Provided text:
Time for a little reality check. Let us examine:
This is a typical makeup ad, of the kind usually found in the front sections of monthly fashion mags. People talk a lot about rampant Photoshopping of bodies in ads and editorials and this is, indeed, a practice that is both common and damaging. There has been a lively conversation around the industrial practice of making women’s bodies look impossibly tall, thin, and curvy and I want that conversation to continue until real changes are made. Interestingly, though, I feel like considerably less attention is paid to the Photoshopping of skin and faces. I mean, there will be some uproar when a 46-year-old celeb shows up on the cover of something-or-other with the complexion of a 20-year-old, but I actually find what’s shown in the image above to be slightly more insidious.
This is a very young woman, not an older women made to look younger. AND SHE HAS NO PORES. There is not a single line on her lovely face, including in some key places where faces typically need lines, creases, or wrinkles in order to facilitate movement. This is not a celebrity or recognizable person (as far as I know), and I believe that the choice to use a non-celebrity is an intentional one, made to coax us into believing that she’s more “like us.” Closer to the everywoman than Gwyneth or Beyonce. We are supposed to look at her and think, “Holy cats, if I wore that foundation, I bet I could look just like her.”
But we cannot look just like her. She doesn’t even look just like her. This is not what a regular human being looks like, even with gobs of professionally applied makeup. No one’s face is entirely free of pores, creases, hairs, blemishes, freckles, discoloration, scars, warts, beauty marks, wrinkles, spots, acne, and all of the other decidedly human things that characterize human faces. Some cosmetics companies use celebrity spokeswomen in their ads and airbrush them beyond recognition, and others take extremely young models and retouch the very life out of them. Both are bad choices.
Think of a 13-year-old woman looking at this ad. She is already ravaged by hormones and, likely, acne. She sees the face of this other young woman staring back at her and thinks, “How will I ever look like that?” She may buy the makeup in question, apply it, and find that she STILL doesn’t look as smooth and poreless as the ad. She may blame herself, her skin, her genetics, her inability to apply the stuff correctly. In all likelihood, she will internalize this perceived failure.

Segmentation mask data
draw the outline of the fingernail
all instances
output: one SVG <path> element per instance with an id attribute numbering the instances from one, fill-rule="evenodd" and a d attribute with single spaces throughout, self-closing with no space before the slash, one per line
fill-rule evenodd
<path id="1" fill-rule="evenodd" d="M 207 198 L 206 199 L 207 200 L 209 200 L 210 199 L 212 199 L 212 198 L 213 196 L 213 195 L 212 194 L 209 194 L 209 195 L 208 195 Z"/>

Aim of the exercise: Return the stretch of the makeup ad text from "Think of a 13-year-old" through "this perceived failure.", copied word for word.

Completed task:
Think of a 13-year-old woman looking at this ad. She is already ravaged by hormones and, likely, acne. She sees the face of this other young woman staring back at her and thinks, “How will I ever look like that?” She may buy the makeup in question, apply it, and find that she STILL doesn’t look as smooth and poreless as the ad. She may blame herself, her skin, her genetics, her inability to apply the stuff correctly. In all likelihood, she will internalize this perceived failure.